• **作業指示**:
A - 九州観光の記事によると、「ゆふいんの森」では乗客のどれだけをインバウンドが占めていますか。
B - 九州観光の記事から、「JR九州は4月、観光特急「か」で始まり「コンテンツ」に育てる構えだ。」で終わる部分を一字も変えずに書き写してください。

===== ページ本文

JR九州は4月、観光特急「かんぱち・いちろく」の運行を始めた。ゆふ高原線(久大本線)経由で博多-由布院・別府間を片道約5時間かけて走る。同線を走る観光列車は3本となった。
地元産木材を随所に用いた車内では、車窓から豊かな自然を眺めながら、地域の厳選された食材を生かした食事を楽しめる。途中の停車駅での“おもてなし”も醍醐味の一つだ。
ゆふ高原線では「或(あ)る列車」も運行中。夏休みに合わせて、料理をカレーライスにするなど親子で楽しみやすい設定にした。
同じく「ゆふいんの森」では乗客の8割以上をインバウンドが占める。JR九州の古宮洋二社長は「由布院へのインバウンド観光は定着した。強化したいエリアだ」と意気込む。大分では福岡とともに大型観光キャンペーンも実施中で、盛り上げに力を注ぐ。
「畜産王国」と呼ばれる宮崎県は、さらにその存在感が高まりそうだ。九州観光機構は九州各県で生産される食肉をテーマに観光振興を図る。
九州は牛や豚、鶏の食肉産業で高いシェアや品質を誇る。多様なブランドや料理も擁しており、観光コンテンツとして積極的に活用する狙いだ。宮崎県も肉用牛、豚、ブロイラーで鹿児島県と並び全国上位を占める。
同機構の唐池恒二会長は「(九州の食肉は)九州で切磋琢磨(せっさたくま)しているが、東京では有名でない」と見る。知名度を向上させるとともに「九州の力強い武器として重要な観光資源にする」として、イベントなどを通じて「キラーコンテンツ」に育てる構えだ。

==========
===== 項目一覧

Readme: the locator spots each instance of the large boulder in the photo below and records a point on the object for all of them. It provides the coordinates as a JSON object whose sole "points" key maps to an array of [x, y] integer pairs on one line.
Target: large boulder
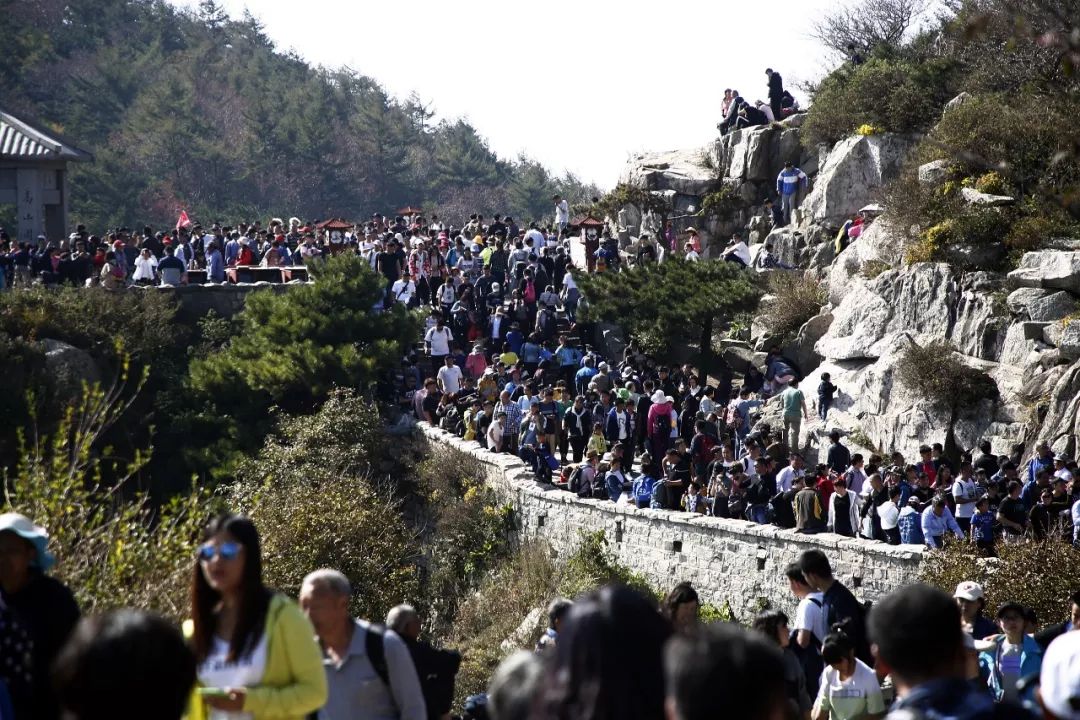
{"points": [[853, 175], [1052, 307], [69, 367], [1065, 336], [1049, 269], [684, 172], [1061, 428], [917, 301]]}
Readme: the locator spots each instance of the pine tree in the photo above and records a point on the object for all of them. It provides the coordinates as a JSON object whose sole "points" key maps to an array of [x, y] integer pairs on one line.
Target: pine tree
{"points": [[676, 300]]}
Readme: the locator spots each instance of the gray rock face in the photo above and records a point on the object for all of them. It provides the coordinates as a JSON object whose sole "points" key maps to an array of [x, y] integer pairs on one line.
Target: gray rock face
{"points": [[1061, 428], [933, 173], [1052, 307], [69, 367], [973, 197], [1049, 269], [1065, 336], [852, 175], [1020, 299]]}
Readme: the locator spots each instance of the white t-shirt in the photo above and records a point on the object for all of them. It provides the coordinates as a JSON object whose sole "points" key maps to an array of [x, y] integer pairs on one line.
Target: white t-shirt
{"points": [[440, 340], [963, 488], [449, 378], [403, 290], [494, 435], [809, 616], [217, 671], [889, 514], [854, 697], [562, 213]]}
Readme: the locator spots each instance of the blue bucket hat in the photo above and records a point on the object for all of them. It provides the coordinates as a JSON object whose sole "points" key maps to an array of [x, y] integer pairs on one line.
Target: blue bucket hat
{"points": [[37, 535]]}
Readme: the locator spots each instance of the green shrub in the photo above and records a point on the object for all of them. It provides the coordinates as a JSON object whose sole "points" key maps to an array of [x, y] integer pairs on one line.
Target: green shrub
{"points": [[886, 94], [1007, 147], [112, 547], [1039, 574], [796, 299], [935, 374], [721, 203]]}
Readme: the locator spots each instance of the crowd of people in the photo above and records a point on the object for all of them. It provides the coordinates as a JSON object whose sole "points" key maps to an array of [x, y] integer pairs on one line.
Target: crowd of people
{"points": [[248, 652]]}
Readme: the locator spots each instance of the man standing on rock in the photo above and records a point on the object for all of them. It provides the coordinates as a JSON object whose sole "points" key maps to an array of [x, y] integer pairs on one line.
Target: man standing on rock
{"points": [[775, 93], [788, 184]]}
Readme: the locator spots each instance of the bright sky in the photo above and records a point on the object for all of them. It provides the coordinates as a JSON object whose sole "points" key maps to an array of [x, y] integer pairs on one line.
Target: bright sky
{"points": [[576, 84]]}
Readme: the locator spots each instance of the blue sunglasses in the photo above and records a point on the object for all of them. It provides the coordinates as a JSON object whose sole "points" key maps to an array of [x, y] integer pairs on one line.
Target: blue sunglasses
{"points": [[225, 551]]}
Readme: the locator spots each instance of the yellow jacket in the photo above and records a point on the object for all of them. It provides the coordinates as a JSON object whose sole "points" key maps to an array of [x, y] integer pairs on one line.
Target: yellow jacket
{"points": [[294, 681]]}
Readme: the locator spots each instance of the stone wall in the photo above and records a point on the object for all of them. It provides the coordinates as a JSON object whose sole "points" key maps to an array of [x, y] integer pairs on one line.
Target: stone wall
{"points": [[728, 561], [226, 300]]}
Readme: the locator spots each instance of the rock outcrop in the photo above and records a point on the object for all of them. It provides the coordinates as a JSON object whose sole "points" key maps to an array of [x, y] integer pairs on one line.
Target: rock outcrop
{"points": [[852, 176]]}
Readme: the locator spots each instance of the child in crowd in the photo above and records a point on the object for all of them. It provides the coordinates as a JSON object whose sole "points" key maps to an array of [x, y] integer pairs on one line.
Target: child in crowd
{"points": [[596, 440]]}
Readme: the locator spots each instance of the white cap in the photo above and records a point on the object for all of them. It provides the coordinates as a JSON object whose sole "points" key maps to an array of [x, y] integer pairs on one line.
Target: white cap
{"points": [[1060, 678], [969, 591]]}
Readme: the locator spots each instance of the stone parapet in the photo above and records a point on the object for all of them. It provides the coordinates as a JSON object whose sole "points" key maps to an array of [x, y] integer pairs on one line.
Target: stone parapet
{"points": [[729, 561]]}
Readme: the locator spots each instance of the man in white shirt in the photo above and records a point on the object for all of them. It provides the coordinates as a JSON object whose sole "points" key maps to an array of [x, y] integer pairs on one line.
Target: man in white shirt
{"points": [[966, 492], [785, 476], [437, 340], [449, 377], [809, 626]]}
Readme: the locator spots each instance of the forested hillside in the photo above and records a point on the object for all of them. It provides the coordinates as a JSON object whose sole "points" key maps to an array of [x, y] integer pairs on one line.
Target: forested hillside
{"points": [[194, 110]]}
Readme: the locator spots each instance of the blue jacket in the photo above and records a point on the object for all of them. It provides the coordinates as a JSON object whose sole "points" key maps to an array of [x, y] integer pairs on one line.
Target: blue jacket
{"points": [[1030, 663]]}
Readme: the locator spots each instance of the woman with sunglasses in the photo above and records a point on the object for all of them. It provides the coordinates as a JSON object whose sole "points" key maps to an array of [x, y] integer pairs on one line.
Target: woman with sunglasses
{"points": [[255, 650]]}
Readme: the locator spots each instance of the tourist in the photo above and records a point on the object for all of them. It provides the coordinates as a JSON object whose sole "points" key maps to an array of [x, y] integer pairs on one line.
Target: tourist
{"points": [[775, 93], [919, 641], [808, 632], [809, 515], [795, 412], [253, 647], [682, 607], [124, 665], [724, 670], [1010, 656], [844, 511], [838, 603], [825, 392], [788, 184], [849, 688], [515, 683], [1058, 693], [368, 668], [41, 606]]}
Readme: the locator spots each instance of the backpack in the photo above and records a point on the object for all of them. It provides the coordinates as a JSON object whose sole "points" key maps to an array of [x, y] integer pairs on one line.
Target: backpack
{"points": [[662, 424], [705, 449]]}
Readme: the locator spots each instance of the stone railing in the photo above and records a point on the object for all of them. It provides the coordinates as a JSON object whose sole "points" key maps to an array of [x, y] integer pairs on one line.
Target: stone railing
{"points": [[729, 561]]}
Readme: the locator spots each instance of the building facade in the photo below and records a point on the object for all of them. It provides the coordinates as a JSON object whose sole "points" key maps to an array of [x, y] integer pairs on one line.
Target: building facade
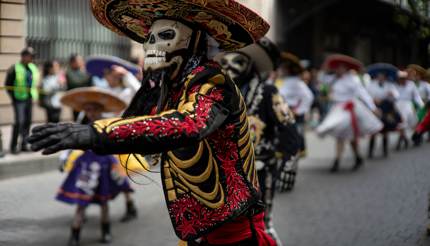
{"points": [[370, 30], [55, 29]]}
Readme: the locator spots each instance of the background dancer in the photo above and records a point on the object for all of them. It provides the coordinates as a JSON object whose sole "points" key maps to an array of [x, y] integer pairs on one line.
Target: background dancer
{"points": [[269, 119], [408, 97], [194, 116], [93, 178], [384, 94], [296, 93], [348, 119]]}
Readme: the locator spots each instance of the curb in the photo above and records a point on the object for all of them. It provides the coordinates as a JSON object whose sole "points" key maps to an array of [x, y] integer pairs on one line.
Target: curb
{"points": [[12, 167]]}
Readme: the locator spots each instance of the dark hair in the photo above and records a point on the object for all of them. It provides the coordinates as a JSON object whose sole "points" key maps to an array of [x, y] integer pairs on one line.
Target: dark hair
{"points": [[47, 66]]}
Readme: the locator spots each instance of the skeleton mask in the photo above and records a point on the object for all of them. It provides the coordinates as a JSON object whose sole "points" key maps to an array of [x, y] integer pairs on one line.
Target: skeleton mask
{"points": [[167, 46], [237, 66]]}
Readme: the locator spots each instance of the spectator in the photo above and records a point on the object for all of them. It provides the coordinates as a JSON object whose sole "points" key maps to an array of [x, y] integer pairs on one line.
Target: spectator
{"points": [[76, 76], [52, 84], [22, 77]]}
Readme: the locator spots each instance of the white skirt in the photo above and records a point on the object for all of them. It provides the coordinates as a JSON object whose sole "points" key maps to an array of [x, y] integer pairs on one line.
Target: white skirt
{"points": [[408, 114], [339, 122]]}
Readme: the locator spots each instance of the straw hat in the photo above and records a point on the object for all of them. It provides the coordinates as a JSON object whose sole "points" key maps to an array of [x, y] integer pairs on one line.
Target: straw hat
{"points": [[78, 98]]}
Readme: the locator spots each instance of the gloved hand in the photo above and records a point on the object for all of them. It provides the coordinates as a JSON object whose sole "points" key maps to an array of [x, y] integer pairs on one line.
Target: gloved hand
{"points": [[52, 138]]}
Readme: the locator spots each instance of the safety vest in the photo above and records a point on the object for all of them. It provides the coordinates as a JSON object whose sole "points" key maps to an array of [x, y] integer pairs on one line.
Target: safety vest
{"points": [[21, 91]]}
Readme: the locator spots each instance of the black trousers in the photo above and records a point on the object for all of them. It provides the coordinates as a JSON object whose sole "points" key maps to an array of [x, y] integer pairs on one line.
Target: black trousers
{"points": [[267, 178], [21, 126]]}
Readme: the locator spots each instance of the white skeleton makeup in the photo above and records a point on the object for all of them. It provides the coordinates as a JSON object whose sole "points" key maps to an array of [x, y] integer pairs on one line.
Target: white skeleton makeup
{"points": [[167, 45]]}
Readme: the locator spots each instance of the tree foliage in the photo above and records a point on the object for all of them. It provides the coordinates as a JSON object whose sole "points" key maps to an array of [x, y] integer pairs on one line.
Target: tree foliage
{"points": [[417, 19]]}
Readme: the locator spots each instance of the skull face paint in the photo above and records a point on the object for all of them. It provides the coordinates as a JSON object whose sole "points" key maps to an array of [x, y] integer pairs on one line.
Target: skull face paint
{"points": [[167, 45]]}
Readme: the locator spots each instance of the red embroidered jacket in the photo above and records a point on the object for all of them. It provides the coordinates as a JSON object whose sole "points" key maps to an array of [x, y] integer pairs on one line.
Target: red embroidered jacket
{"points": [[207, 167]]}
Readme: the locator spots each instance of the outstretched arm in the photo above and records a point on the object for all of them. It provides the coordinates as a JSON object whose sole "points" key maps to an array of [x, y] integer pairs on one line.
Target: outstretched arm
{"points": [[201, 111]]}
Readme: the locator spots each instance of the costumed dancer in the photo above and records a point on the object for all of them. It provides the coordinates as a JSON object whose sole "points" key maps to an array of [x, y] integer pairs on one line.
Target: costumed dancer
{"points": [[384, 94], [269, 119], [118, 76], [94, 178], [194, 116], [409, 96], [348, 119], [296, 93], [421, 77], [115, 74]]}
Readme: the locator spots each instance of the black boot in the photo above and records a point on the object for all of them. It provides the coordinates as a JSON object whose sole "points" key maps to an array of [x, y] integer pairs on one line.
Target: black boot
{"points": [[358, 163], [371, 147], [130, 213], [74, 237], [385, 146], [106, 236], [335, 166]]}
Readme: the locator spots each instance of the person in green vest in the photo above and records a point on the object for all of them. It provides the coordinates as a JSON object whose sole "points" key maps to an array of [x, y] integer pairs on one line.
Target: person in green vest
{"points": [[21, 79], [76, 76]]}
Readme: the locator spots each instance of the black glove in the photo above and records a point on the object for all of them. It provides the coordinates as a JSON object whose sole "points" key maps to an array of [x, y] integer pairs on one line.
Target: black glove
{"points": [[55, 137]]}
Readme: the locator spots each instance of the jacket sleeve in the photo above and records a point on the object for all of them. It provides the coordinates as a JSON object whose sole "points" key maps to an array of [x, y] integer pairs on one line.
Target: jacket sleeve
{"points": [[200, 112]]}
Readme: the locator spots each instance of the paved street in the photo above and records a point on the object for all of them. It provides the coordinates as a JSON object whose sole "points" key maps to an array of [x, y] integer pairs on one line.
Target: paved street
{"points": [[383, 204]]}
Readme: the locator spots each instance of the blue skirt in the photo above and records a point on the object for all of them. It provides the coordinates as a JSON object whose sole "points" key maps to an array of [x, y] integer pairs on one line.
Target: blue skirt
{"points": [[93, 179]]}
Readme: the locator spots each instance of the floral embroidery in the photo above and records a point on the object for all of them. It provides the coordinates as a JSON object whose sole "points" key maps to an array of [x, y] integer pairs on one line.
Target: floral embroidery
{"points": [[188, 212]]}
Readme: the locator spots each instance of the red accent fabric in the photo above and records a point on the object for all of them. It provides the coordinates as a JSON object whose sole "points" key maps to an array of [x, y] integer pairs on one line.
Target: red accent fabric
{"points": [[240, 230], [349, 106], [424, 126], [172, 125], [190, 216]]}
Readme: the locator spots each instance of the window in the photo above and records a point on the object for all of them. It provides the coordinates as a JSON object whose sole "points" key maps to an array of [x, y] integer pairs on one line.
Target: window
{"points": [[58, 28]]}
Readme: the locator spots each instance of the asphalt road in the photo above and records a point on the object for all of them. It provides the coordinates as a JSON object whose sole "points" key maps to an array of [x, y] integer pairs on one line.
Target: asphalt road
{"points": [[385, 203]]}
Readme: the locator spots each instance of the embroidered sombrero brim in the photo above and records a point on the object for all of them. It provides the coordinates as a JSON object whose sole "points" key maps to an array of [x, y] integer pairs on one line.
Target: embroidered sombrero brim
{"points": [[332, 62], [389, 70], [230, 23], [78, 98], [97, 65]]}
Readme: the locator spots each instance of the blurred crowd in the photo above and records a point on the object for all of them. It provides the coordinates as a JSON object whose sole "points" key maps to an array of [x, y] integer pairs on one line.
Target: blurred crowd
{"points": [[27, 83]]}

==========

• **解答**:
A - 乗客の8割以上です。

B -
JR九州は4月、観光特急「かんぱち・いちろく」の運行を始めた。ゆふ高原線(久大本線)経由で博多-由布院・別府間を片道約5時間かけて走る。同線を走る観光列車は3本となった。
地元産木材を随所に用いた車内では、車窓から豊かな自然を眺めながら、地域の厳選された食材を生かした食事を楽しめる。途中の停車駅での“おもてなし”も醍醐味の一つだ。
ゆふ高原線では「或(あ)る列車」も運行中。夏休みに合わせて、料理をカレーライスにするなど親子で楽しみやすい設定にした。
同じく「ゆふいんの森」では乗客の8割以上をインバウンドが占める。JR九州の古宮洋二社長は「由布院へのインバウンド観光は定着した。強化したいエリアだ」と意気込む。大分では福岡とともに大型観光キャンペーンも実施中で、盛り上げに力を注ぐ。
「畜産王国」と呼ばれる宮崎県は、さらにその存在感が高まりそうだ。九州観光機構は九州各県で生産される食肉をテーマに観光振興を図る。
九州は牛や豚、鶏の食肉産業で高いシェアや品質を誇る。多様なブランドや料理も擁しており、観光コンテンツとして積極的に活用する狙いだ。宮崎県も肉用牛、豚、ブロイラーで鹿児島県と並び全国上位を占める。
同機構の唐池恒二会長は「(九州の食肉は)九州で切磋琢磨(せっさたくま)しているが、東京では有名でない」と見る。知名度を向上させるとともに「九州の力強い武器として重要な観光資源にする」として、イベントなどを通じて「キラーコンテンツ」に育てる構えだ。